Data to process
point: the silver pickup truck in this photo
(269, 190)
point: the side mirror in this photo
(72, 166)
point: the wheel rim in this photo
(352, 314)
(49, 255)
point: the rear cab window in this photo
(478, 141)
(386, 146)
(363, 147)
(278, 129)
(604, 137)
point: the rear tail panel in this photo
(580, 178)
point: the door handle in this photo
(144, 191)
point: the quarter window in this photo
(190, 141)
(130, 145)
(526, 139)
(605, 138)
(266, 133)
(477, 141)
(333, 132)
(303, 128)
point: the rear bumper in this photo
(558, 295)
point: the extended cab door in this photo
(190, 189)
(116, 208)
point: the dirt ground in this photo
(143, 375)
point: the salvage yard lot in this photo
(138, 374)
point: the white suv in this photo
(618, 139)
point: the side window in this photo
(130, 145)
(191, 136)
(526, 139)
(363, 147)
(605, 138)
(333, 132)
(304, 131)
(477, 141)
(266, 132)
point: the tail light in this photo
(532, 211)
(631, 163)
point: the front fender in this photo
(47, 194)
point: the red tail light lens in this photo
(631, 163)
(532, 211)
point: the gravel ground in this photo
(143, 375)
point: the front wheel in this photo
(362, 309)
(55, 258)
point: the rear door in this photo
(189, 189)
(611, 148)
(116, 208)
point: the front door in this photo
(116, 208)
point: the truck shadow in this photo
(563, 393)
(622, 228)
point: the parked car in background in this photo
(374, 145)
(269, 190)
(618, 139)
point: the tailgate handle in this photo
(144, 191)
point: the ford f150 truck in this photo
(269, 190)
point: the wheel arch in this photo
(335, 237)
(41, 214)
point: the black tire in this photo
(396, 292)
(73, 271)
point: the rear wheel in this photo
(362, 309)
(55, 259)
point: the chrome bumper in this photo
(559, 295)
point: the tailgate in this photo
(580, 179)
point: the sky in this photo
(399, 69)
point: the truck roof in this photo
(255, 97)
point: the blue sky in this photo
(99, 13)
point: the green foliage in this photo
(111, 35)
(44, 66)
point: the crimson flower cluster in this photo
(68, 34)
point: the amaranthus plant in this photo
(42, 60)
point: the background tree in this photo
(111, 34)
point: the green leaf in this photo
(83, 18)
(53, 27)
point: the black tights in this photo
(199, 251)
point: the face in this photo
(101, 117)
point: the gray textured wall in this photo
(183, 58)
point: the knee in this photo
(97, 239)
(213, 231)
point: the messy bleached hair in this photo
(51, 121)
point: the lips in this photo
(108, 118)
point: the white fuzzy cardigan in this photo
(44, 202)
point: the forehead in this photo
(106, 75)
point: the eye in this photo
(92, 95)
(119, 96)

Stated goal
The records above are to be repeated exactly, in their entirety.

The completed task
point: the silver pickup truck in this photo
(269, 190)
point: the side mirror in this photo
(72, 166)
point: the wheel rim in this photo
(352, 314)
(49, 255)
point: the rear cab window in this photo
(478, 141)
(386, 146)
(363, 147)
(278, 129)
(604, 137)
point: the rear tail panel in this photo
(580, 178)
point: the door handle in this photo
(144, 191)
point: the quarter window in this photo
(190, 141)
(130, 145)
(526, 139)
(605, 138)
(266, 133)
(477, 141)
(333, 132)
(303, 128)
point: the rear bumper in this photo
(558, 295)
point: the extended cab door in this photo
(190, 189)
(116, 208)
point: the dirt ground in this photo
(143, 375)
point: the salvage yard lot in this photo
(138, 374)
point: the white suv in this photo
(618, 139)
point: the side window in this photo
(130, 145)
(191, 136)
(526, 139)
(363, 147)
(605, 138)
(333, 132)
(304, 131)
(477, 141)
(266, 132)
point: the tail light in this photo
(532, 211)
(631, 163)
point: the front fender in this photo
(47, 194)
point: the red tail light lens in this photo
(631, 163)
(532, 211)
point: the gravel ground in this photo
(143, 375)
point: the front wheel in this photo
(362, 309)
(55, 258)
point: the rear door in this photo
(189, 189)
(611, 148)
(116, 208)
point: the front door in this photo
(116, 208)
point: the truck shadow in this photo
(563, 393)
(622, 228)
point: the parked car in background in this photo
(374, 145)
(269, 190)
(618, 139)
point: the tailgate handle in this photo
(144, 191)
point: the ford f150 truck in this photo
(269, 190)
point: the wheel arch in this photo
(335, 237)
(41, 214)
point: the black tire in this photo
(396, 292)
(73, 271)
point: the rear wheel in this photo
(362, 309)
(55, 259)
point: the chrome bumper in this photo
(559, 295)
point: the tailgate in this photo
(580, 179)
point: the sky in this photo
(399, 69)
point: the truck roof in this photo
(255, 97)
point: the blue sky in this photo
(99, 13)
point: the green foliage in this photo
(111, 35)
(44, 66)
point: the crimson flower cluster in this photo
(68, 34)
point: the amaranthus plant in this photo
(42, 60)
point: the background tree in this photo
(111, 34)
point: the green leaf in this photo
(83, 18)
(53, 27)
point: the black tights in this photo
(199, 251)
point: the face in this photo
(101, 117)
point: the gray textured wall in this photo
(183, 58)
point: the knee in this photo
(97, 239)
(213, 231)
point: the messy bleached hair in this photo
(51, 121)
point: the lips in this photo
(108, 118)
point: the white fuzzy cardigan in this photo
(44, 202)
point: the forehead in this photo
(106, 75)
point: the eye in this photo
(92, 95)
(119, 96)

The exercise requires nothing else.